Begin TEXT SHOWN

The WPGCA claims that periodic infusions of new blood have improved this uncommon versatile breed

"You notice how she never gets out more than about 150 yards without checking back in?" Mike Vance and I are working our way into the teeth of a 20-knot wind, the kind that, on the Montana prairie, passes for a breeze. It has snowed, and now the dips and furrows in the plowed wheatfield we're traversing have been filled in and leveled smooth with an overlay of dirty white snow -- a painful problem, as I will soon discover.

But at the moment, my eyes are on Bijo and Aya, Vance's two griffons. Aya is just a pup, and is spending most of her time puttering around Mike's feet. But Bijo is quartering at a smart clip 100 yards or so out front, clearly in tune with her job as Vance's primary bird finder. What's more, she does check back in. Checking in is good. Ergo, dogs that check back in are good dogs. But so much for philosophy.


Quartering "smartly" is perhaps the most accurate way to describe Bijo's pace as well as the pace of several other griffons I've hunted over in the last couple of years. They're not ground eaters--for sheer legs, no griffon I've seen can match the pace of a really hot setter or pointer for long--but they don't dawdle, either. Instead, they run€¦smartly, at a measured pace that my friends, Vance included, claim they can maintain for hours at a stretch.

That's a big advantage if you're a one-dog man; not so much if you're a multi-dog man who dotes on style and speed and is accustomed to hunting a single dog no more than two or three hours at a time. I make no bones about being a style and speed freak, but the truth is, 90 percent of the bird hunters in this country are anything but. They want a dog they can hunt all day, day in and day out. Style and speed don't even make it into the job description.


Style or no style, the birds aren't cooperating. Non-cooperation is a salient characteristic of Hungarian partridge, so when a covey blows out from several hundred yards behind us, flies past, and punches into the wind, I get the distinct feeling they're giving us the raspberry. They settle into the sagebrush a few hundred yards ahead.

My guess is that the day's slow action has nothing to do with Bijo. Despite the lack of birds, she's never stopped hunting--quartering into the wind, lowering her head to puzzle out old scent, then breaking off and casting out again. That measured but determined drive to find game seems characteristic of the breed. I'm hoping that, with the birds I know are ahead, we'll finally see some action, but it is not to be.

When we get into the general vicinity of where the covey put down, Bijo shifts into overdrive, her stub of a tail whirring. She's obviously foot-tracking running birds, but try as she might, she can't seem to pin them. Finally, Vance calls her off and we move on.

This, I suppose, could be considered a fault, but I've seen this happen literally hundreds of times before with virtually every pointing dog I've ever hunted over, none more so than my own. Huns march to a different drummer, and after two decades and then some of chasing them all over Montana, I still don't have a clue where they go. Do they run off? Fly off? I'm open for suggestions.

Besides strong hunting instincts, griffons also get high marks for their companionable nature.

"You notice how she always returns on a single whistle blast?" That's Vance again, and again I've noticed. But we're halfway through the hunt I've scheduled for the day, and with the best cover already behind us, I'm thinking about asking him for another hunt so I can take photos. Scant minutes later I step into a snow-filled badger hole and plunge forward onto my face, badly hyperextending my right knee. In the space of a curse, my season comes to an abrupt end. I'm able to hobble through the remainder of the hunt, but the following morning my knee is so sore I can barely get out of bed.

End TEXT SHOWN
Begin DATA LINES

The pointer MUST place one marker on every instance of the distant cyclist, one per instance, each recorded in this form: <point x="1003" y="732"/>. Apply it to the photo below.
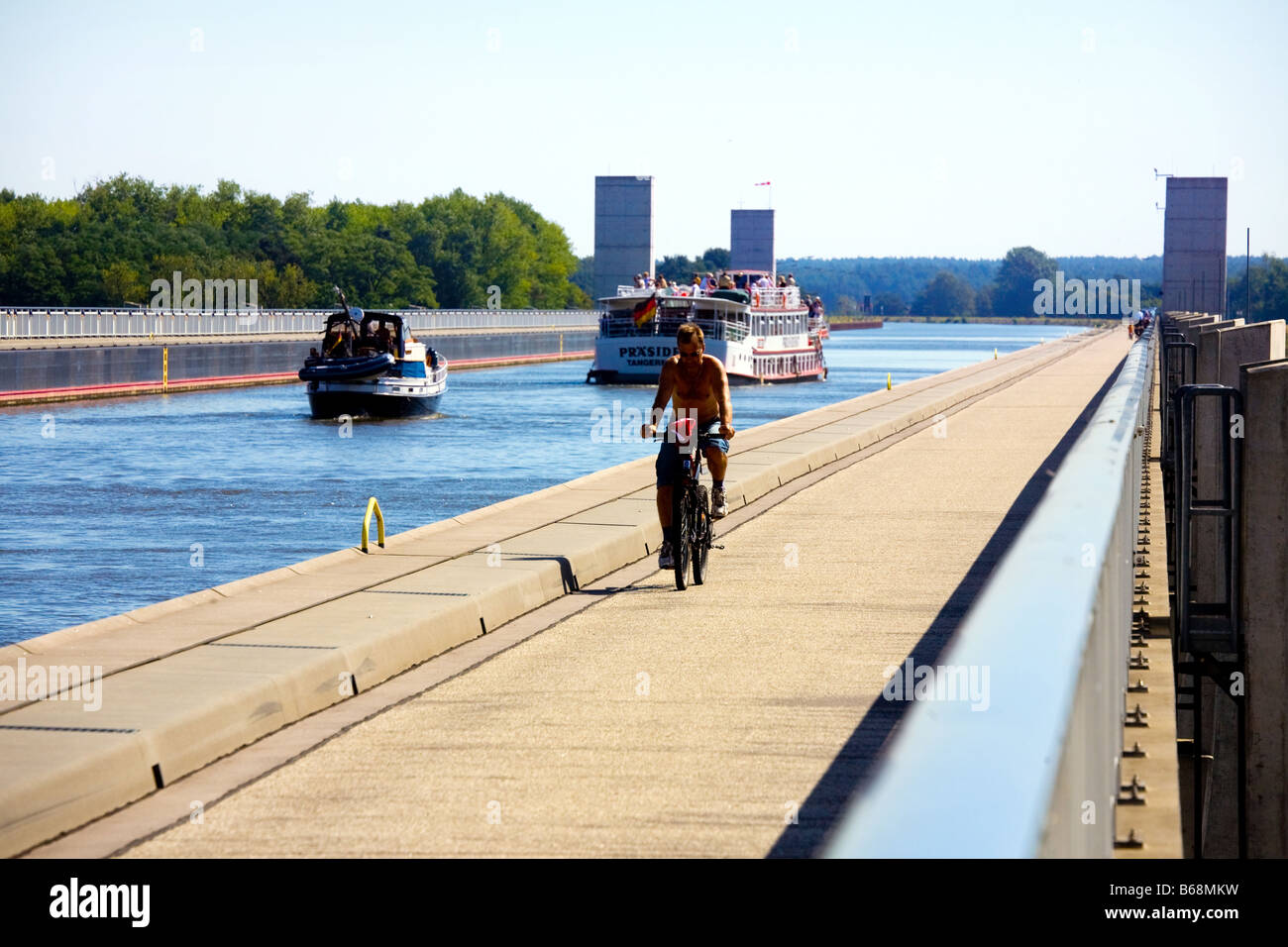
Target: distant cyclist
<point x="697" y="386"/>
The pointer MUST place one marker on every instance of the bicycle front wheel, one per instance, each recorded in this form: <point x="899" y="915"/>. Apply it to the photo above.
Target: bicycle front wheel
<point x="682" y="513"/>
<point x="700" y="535"/>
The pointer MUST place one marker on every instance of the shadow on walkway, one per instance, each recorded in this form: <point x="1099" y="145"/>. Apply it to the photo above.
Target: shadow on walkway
<point x="854" y="763"/>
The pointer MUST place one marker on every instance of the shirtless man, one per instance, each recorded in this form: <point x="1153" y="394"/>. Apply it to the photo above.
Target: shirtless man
<point x="697" y="386"/>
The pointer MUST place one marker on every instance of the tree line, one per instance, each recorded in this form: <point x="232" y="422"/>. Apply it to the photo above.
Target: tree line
<point x="108" y="244"/>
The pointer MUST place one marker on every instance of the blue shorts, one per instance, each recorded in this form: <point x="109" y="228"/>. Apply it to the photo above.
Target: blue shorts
<point x="668" y="458"/>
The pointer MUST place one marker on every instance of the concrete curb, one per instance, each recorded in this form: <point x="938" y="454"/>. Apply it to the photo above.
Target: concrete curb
<point x="193" y="680"/>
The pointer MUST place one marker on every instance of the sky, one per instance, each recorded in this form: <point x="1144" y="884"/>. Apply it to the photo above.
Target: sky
<point x="887" y="129"/>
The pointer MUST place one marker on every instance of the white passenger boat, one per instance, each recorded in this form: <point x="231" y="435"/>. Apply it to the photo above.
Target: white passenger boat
<point x="760" y="335"/>
<point x="372" y="367"/>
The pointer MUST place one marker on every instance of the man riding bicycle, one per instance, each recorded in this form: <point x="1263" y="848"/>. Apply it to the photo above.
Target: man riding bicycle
<point x="697" y="386"/>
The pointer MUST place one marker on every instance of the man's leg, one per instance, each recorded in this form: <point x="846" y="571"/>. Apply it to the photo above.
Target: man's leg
<point x="717" y="463"/>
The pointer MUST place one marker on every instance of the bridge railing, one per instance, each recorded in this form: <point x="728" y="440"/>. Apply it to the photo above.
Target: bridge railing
<point x="1028" y="764"/>
<point x="73" y="324"/>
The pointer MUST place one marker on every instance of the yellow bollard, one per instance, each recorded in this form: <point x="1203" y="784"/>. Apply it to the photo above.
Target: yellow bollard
<point x="380" y="525"/>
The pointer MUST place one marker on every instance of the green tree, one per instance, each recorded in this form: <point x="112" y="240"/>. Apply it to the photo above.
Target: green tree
<point x="945" y="295"/>
<point x="1013" y="287"/>
<point x="889" y="304"/>
<point x="123" y="285"/>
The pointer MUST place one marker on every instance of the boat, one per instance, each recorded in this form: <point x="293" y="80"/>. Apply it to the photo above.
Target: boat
<point x="761" y="335"/>
<point x="372" y="367"/>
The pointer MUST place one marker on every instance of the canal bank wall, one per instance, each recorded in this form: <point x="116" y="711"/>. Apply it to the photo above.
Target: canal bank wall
<point x="34" y="371"/>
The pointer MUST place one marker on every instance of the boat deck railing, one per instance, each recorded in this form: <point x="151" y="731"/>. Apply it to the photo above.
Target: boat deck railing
<point x="785" y="298"/>
<point x="98" y="324"/>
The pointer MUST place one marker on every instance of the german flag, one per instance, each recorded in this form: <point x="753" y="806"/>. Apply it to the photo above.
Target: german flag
<point x="645" y="311"/>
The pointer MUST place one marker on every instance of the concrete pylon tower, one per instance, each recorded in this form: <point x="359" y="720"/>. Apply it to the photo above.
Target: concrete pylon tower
<point x="1194" y="245"/>
<point x="751" y="240"/>
<point x="623" y="231"/>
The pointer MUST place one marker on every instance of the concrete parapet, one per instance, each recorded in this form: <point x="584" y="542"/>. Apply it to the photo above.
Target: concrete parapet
<point x="1265" y="604"/>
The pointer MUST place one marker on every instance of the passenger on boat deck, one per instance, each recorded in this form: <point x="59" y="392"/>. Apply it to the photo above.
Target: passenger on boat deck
<point x="339" y="343"/>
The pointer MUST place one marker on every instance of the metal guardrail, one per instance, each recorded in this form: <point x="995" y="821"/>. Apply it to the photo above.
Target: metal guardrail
<point x="97" y="324"/>
<point x="1035" y="772"/>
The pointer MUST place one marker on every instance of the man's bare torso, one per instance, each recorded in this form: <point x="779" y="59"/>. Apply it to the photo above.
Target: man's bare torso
<point x="696" y="389"/>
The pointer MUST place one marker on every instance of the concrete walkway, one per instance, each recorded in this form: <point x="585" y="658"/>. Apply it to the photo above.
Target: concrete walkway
<point x="697" y="723"/>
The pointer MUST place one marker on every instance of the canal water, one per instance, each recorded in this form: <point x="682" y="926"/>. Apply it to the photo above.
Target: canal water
<point x="110" y="505"/>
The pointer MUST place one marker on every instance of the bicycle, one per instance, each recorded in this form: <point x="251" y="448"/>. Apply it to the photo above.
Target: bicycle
<point x="691" y="508"/>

End DATA LINES

> [SET PROBLEM A]
In the griffon hunting article, what accident ends the narrator's season?
> [SET PROBLEM B]
Please list every dog breed that the griffon hunting article names.

> [EXERCISE OUTPUT A]
The narrator steps into a snow-filled badger hole, falls forward, and badly hyperextends the right knee.

> [EXERCISE OUTPUT B]
Griffon, setter, pointer